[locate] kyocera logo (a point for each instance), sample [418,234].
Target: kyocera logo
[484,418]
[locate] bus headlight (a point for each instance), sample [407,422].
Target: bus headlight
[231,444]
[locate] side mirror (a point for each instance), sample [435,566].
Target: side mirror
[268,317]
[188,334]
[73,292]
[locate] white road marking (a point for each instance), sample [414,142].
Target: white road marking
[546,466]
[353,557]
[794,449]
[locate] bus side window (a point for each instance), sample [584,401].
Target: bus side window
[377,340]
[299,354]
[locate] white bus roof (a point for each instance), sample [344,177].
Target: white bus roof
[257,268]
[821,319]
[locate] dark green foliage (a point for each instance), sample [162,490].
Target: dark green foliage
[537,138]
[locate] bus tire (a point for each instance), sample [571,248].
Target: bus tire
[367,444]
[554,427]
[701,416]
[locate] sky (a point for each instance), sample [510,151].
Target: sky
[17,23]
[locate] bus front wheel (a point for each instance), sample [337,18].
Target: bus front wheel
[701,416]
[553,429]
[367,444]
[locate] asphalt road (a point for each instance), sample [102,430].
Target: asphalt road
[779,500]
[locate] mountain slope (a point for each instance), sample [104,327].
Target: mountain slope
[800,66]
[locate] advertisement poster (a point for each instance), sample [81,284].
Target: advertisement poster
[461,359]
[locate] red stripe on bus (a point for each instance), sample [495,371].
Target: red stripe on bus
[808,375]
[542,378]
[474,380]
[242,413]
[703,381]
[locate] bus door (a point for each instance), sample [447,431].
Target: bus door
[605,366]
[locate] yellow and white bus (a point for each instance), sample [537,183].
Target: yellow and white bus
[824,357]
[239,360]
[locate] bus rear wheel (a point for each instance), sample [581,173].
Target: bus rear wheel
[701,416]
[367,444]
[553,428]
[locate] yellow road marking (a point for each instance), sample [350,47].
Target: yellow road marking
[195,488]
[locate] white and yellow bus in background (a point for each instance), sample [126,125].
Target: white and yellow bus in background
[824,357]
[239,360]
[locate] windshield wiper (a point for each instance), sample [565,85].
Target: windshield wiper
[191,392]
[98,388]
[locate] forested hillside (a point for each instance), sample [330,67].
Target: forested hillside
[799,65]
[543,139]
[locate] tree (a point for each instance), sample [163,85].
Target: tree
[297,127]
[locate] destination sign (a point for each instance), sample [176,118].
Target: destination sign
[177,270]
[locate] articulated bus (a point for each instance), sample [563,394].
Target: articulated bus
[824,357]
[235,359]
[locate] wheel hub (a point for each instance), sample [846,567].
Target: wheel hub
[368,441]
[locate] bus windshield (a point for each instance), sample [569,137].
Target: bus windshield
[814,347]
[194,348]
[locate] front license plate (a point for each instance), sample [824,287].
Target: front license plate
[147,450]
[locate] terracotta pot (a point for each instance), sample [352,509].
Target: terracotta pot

━━━━━━

▶ _What is asked_
Copy out all of the data above, line for line, with no changes.

▶ _Output_
[locate] kyocera logo (a point for each instance), sample [418,234].
Target: kyocera logo
[484,418]
[locate] bus headlight (a point for each instance), sample [407,422].
Target: bus headlight
[231,444]
[locate] side mirror (a point for each instance), sample [435,566].
Target: side mirror
[268,317]
[188,334]
[73,292]
[locate] white road marking (a point for each instance), sample [414,142].
Target: white road marking
[546,466]
[353,557]
[794,449]
[locate] bus side window (a point for each instance), sample [584,401].
Target: bus side window
[377,340]
[299,354]
[locate] white bus roof (a point for each instance), sample [344,177].
Target: white bus roof
[257,268]
[821,319]
[locate] dark green foliage (a point for each instance), sample [162,490].
Target: dark green foliage
[537,138]
[locate] bus tire (a point for each instance), sample [571,248].
Target: bus tire
[367,444]
[554,427]
[701,416]
[locate] sky (a point for each instance), sample [510,151].
Target: sky
[17,23]
[locate] bus front wheel (a point for each instance), sample [337,18].
Target: bus front wheel
[701,416]
[553,429]
[367,444]
[locate] asphalt road (a point for each instance), sample [102,430].
Target: asphalt road
[779,500]
[locate] mountain slope (a point for each instance), sample [104,327].
Target: mountain slope
[800,66]
[locate] advertisement poster (a point for each instance), sample [81,284].
Target: advertisement poster
[461,359]
[locate] red stripe on bus (a point for each instance), sample [495,371].
Target: red stripe on bus
[808,375]
[542,378]
[474,380]
[242,413]
[703,381]
[locate] bus door (a point for each instance), sample [447,431].
Target: bus door
[605,366]
[locate] yellow and white bus (a point for each instance), sample [537,183].
Target: yellow and white bus
[824,357]
[239,360]
[locate] bus rear wheel (a point for each instance), sample [581,173].
Target: bus rear wheel
[701,416]
[367,444]
[553,428]
[locate] yellow road marking (a point for each instance), sample [350,47].
Target: yellow road marking
[195,488]
[locate] white and yellow bus in background (a point for each instance), sample [126,125].
Target: white and yellow bus in background
[824,357]
[239,360]
[locate] windshield wiper (a point for each instance), sample [565,85].
Target: windshield wiper
[191,392]
[98,388]
[locate] forested hillside (a point for each instance), sample [330,67].
Target: forested hillside
[799,65]
[543,139]
[locate] tree (a point for each instance), sample [163,85].
Target: tree
[297,127]
[locate] destination sign (a point for each instance), sample [176,118].
Target: destination sign
[177,270]
[locate] articulated bus (a point for each instance), sample [563,394].
Target: articulated bus
[824,357]
[235,359]
[locate] wheel hub (a point for each instance), sample [846,567].
Target: wheel hub
[368,441]
[locate] bus windshield (a point for each instance), sample [569,137].
Target: bus windshield
[814,347]
[194,348]
[locate] front license plate (a point for each instance), sample [824,287].
Target: front license plate
[147,450]
[locate] terracotta pot (a point for each instance), sample [352,509].
Target: terracotta pot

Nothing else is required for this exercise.